__GOAL OF THE EXERCISE__
Please reproduce each of the entries below exactly as they appear.

__RECORDS SHOWN__
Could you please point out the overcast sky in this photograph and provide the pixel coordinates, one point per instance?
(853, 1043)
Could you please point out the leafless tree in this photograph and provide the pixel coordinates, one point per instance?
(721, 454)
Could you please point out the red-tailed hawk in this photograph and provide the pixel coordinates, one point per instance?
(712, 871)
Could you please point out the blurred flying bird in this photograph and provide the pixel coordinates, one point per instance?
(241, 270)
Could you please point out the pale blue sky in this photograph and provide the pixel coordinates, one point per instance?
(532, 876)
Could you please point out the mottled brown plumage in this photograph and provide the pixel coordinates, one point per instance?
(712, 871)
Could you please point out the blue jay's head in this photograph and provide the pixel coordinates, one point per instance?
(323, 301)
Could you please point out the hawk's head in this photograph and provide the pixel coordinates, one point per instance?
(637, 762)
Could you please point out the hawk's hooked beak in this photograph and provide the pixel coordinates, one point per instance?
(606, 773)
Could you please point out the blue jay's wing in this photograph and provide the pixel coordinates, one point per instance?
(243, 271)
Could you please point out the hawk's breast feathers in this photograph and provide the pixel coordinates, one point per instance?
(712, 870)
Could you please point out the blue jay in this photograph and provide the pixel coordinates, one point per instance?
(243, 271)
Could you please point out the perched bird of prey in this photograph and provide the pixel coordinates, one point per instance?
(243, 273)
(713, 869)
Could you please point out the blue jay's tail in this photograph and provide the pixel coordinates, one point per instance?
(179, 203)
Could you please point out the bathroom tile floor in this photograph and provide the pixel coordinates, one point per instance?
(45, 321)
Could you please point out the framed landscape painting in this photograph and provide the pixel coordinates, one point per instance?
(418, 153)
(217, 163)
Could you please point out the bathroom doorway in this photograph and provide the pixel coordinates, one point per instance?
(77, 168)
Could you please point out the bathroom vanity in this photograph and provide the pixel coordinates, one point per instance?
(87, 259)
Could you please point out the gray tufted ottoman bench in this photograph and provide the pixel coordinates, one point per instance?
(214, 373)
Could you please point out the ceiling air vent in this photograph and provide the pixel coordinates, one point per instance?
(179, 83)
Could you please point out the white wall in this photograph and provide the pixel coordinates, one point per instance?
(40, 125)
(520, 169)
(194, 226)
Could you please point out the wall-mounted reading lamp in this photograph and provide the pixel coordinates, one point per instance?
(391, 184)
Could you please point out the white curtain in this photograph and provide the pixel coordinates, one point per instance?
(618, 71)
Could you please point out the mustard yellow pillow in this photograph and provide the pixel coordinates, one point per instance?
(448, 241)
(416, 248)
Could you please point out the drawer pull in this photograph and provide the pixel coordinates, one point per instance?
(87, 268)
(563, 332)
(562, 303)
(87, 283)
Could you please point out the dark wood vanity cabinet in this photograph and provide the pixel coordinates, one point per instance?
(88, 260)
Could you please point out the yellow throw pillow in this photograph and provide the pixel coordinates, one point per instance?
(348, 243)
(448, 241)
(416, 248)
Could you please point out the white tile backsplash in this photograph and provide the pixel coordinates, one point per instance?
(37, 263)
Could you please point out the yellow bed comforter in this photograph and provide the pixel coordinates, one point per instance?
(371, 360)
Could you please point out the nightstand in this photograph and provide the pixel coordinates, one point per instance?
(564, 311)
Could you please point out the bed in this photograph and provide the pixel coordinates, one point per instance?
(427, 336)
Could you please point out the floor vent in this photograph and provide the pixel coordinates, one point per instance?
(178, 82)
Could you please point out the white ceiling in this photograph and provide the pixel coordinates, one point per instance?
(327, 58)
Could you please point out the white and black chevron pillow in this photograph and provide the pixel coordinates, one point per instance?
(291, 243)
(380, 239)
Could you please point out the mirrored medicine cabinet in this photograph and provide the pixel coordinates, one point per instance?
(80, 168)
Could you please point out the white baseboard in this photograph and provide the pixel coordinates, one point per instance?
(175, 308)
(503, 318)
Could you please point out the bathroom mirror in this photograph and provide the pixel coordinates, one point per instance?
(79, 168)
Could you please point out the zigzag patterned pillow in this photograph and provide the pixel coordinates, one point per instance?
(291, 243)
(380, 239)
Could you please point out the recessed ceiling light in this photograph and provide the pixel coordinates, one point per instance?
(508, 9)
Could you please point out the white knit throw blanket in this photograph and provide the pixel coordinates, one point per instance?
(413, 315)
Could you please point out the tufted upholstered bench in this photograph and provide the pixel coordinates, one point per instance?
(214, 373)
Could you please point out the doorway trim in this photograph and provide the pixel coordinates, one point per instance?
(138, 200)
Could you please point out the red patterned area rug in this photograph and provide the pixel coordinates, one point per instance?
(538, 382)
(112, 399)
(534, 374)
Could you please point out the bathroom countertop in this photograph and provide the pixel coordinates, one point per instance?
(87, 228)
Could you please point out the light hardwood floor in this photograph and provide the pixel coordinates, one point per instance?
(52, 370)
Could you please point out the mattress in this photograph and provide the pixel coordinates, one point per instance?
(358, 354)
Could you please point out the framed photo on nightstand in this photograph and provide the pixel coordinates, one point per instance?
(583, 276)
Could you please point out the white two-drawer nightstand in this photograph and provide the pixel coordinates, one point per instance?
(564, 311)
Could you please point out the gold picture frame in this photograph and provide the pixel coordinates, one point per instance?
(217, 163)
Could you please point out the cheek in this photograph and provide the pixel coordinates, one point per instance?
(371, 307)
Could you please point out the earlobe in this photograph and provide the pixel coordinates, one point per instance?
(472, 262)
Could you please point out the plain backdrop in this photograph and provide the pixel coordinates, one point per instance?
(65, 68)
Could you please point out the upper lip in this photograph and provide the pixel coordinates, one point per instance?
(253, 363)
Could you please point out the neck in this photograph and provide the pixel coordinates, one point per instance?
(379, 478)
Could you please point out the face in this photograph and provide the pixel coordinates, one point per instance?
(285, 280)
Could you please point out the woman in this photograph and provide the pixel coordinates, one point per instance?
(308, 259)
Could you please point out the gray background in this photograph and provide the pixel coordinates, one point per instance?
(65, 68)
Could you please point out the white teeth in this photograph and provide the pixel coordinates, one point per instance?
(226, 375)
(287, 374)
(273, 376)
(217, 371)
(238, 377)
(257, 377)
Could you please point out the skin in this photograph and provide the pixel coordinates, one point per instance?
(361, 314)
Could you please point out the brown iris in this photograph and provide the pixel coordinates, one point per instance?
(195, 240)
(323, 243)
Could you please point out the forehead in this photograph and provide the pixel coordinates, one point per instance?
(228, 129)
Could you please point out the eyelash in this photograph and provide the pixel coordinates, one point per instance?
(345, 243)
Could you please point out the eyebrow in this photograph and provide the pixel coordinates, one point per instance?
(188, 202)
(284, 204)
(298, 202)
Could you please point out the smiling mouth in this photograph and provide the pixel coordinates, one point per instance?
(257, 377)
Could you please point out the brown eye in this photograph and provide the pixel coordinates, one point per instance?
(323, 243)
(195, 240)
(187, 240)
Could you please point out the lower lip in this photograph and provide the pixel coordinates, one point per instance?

__WRITTEN SOLUTION__
Could you please point out the overcast sky in this photograph and provide the pixel coordinates, one point per instance?
(853, 1043)
Could you please point out the leafless tree in this photograph and provide the pixel coordinates, one point per instance?
(721, 454)
Could you please point out the red-tailed hawk in this photograph and provide the pixel coordinates, one point per instance?
(712, 871)
Could you please point out the blurred flying bird in this photograph and provide the pixel coordinates, one point per instance?
(241, 270)
Could you please point out the pale blue sky in this photograph and provide the pixel coordinates, one point per instance?
(532, 876)
Could you please point out the mottled brown plumage in this photograph and provide the pixel coordinates, one point per instance?
(712, 871)
Could you please point out the blue jay's head in this photograph and provide the pixel coordinates, one point per instance?
(323, 301)
Could you please point out the hawk's head in this photograph and provide the pixel coordinates, one point per instance?
(637, 762)
Could you please point out the hawk's hooked beak in this photograph and provide the pixel coordinates, one point per instance?
(606, 773)
Could you please point out the blue jay's wing in this photograph and provide the pixel coordinates, one point per instance?
(243, 271)
Could you please point out the hawk's breast feathers in this photograph and provide the pixel coordinates, one point per instance?
(712, 870)
Could you please point out the blue jay in this photograph and provide the pixel coordinates, one point per instance?
(243, 271)
Could you please point out the perched bird of prey in this photograph and provide the pixel coordinates, one point per instance?
(243, 273)
(713, 869)
Could you please point out the blue jay's tail in this photograph and provide the pixel coordinates, one point per instance?
(179, 203)
Could you please point out the bathroom tile floor in this photograph and provide the pixel coordinates, one point per instance?
(45, 321)
Could you please point out the framed landscape painting in this photograph and provide the pixel coordinates, one point per instance?
(418, 153)
(217, 163)
Could you please point out the bathroom doorway in this photograph and provide the pixel coordinates, one point per instance?
(77, 168)
Could you please point out the bathroom vanity in this photograph and provide the pixel coordinates, one point per instance?
(87, 259)
Could you please point out the gray tufted ottoman bench in this photograph and provide the pixel coordinates, one point per instance?
(214, 373)
Could you please point out the ceiling air vent in this photograph and provide the pixel coordinates, one point per instance?
(179, 83)
Could you please point out the white wall in this photograph and provide the pixel coordinates, one point per instance?
(40, 125)
(520, 169)
(194, 226)
Could you please point out the wall-mounted reading lamp in this photograph and provide the pixel coordinates, one point per instance?
(391, 184)
Could you please point out the white curtain in this photograph and provide the pixel coordinates, one point per instance?
(618, 71)
Could you please point out the mustard yellow pillow in this photograph and provide the pixel coordinates, one point per instance?
(448, 241)
(416, 248)
Could you please point out the drawer pull in this photograph and provide the pixel coordinates, one point per instance?
(87, 268)
(563, 332)
(562, 303)
(87, 283)
Could you please point out the dark wood vanity cabinet in this photograph and provide the pixel coordinates, one point per instance?
(88, 260)
Could you please point out the yellow throw pillow in this photograph and provide the pixel coordinates, one point per instance?
(348, 243)
(448, 241)
(416, 248)
Could you please point out the white tile backsplash in this photograph and provide the pixel coordinates, one point per instance?
(37, 263)
Could you please point out the yellow bed comforter in this photograph and provide the pixel coordinates, one point per instance?
(371, 360)
Could you please point out the nightstand in this photograph and provide the pixel coordinates, one point per instance?
(564, 311)
Could you please point out the bed in this photograph and provide the pixel coordinates, one point per instance?
(427, 336)
Could you please point out the floor vent in this photograph and provide the pixel coordinates, one point per instance?
(178, 82)
Could you please point out the white ceiling in this photograph and provide the pixel coordinates, one point per instance?
(327, 58)
Could you please point out the white and black chevron pillow in this photograph and provide the pixel coordinates, one point per instance?
(291, 243)
(380, 239)
Could you please point out the mirrored medicine cabinet in this photograph and provide the pixel coordinates, one point per instance?
(80, 168)
Could you please point out the white baseboard in this photograph and provide the pixel coordinates, one point per instance?
(175, 308)
(503, 318)
Could you please point out the bathroom mirror in this photograph and provide the pixel coordinates, one point per instance?
(79, 168)
Could you please point out the zigzag patterned pillow in this photograph and provide the pixel coordinates, one point per instance?
(291, 243)
(380, 239)
Could you please point out the recessed ceiling light in this photograph and provide the pixel coordinates, one point per instance?
(508, 9)
Could you please point out the white knit throw blanket in this photograph and provide the pixel coordinates, one point per instance?
(413, 315)
Could you please point out the tufted upholstered bench in this photograph and provide the pixel coordinates, one point per instance?
(214, 373)
Could you please point out the doorway trim in this photograph and provide the pixel coordinates, one point per instance?
(138, 200)
Could you please point out the red patterned area rug in this photograph and provide the pixel coordinates, one point per instance?
(538, 382)
(112, 399)
(534, 374)
Could you please point out the bathroom countertop in this photograph and provide the pixel coordinates, one point per instance?
(87, 228)
Could you please point out the light hardwood floor in this photograph and provide the pixel coordinates, one point per instance?
(52, 370)
Could you please point out the mattress in this photograph and provide the pixel coordinates, one point per instance?
(358, 354)
Could you please point out the framed photo on nightstand in this photograph and provide the pixel coordinates, one point per instance?
(583, 276)
Could you please point out the white two-drawer nightstand in this photograph and provide the pixel coordinates, one point per instance?
(564, 311)
Could you please point out the gold picture frame in this photograph and provide the pixel coordinates, one point per instance?
(217, 163)
Could you please point out the cheek in this photograph and provide the pixel coordinates, one point per instance?
(371, 307)
Could you please point out the earlobe in this photograph and provide the pixel coordinates, one point per instance?
(472, 262)
Could you please point out the plain backdrop in this photograph and provide the pixel coordinates, one point per instance?
(65, 68)
Could you please point out the upper lip in this photograph and provide the pixel coordinates, one point per instance?
(253, 363)
Could you please point out the neck in this photograph and provide the pixel coordinates, one point per instance?
(379, 478)
Could you please point out the face in this photograph and provide the pixel coordinates, one point per instance?
(285, 280)
Could you please point out the woman in this photograph and provide the pixel coordinates, one point per instance?
(308, 259)
Could you please point out the gray background in this photograph and provide the pixel coordinates, one point per instance?
(65, 68)
Could you please point out the white teeth in this photograph and provide the pixel coordinates, one point per instance?
(226, 375)
(287, 374)
(273, 376)
(217, 371)
(238, 377)
(257, 377)
Could you please point out the skin in this photograph and provide the pixel coordinates, one point per instance?
(361, 314)
Could you please point out the brown iris in this photograph and provide the pixel coordinates, one point per instance?
(195, 240)
(323, 243)
Could you please point out the forehead in this photograph and provide the pixel coordinates, one point per instance?
(228, 129)
Could you please point out the eyelash in this photograph and provide the pixel coordinates, one point per instance?
(345, 243)
Could you please point out the eyebrow in this photograph and provide the pixel coordinates, one point per instance?
(188, 202)
(284, 204)
(298, 202)
Could you please point out the smiling mouth in this photograph and provide the pixel coordinates, one point per instance?
(257, 377)
Could you please point out the brown eye in this photograph and provide the pixel coordinates, one point per instance?
(323, 243)
(195, 240)
(187, 240)
Could you please point out the lower lip in this photograph and provide the pixel coordinates, one point per instance?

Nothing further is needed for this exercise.